◆ **WHAT YOU NEED TO DO**:
Repeat the records below word for word, leaving out the pictures.
:::
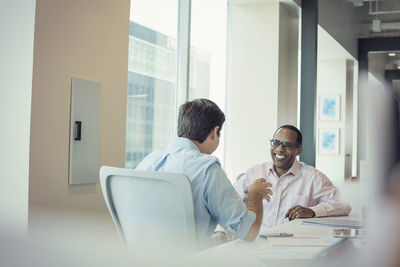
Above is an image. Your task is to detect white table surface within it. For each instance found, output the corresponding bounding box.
[186,216,361,267]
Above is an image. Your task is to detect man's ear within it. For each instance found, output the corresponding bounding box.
[211,126,219,139]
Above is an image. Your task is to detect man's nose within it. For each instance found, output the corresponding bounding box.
[275,144,285,150]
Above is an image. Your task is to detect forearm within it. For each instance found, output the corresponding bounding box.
[245,195,263,241]
[310,200,351,217]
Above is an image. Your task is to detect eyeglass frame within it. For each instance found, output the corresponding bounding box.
:::
◆ **IN RESPONSE**:
Above is an image. Your task is to detect white table surface within it. For each instance found, output the corresponding bounding box.
[186,216,361,267]
Above is an image. Your task is to detect man's ear within it. For each instance found, output the corresponding bounding box.
[211,126,219,139]
Above is an image. Your task is to detect man's nose within it. For each instance found, output the corresponding bounding box.
[275,144,285,150]
Above is an image. Your task is to detect forearm within it. For each instance found, output the corresponding bounding box.
[245,195,263,241]
[310,200,351,217]
Above is an image. Your task is to detect eyeglass frame within it. For each instance found, output the corresponding bounding box.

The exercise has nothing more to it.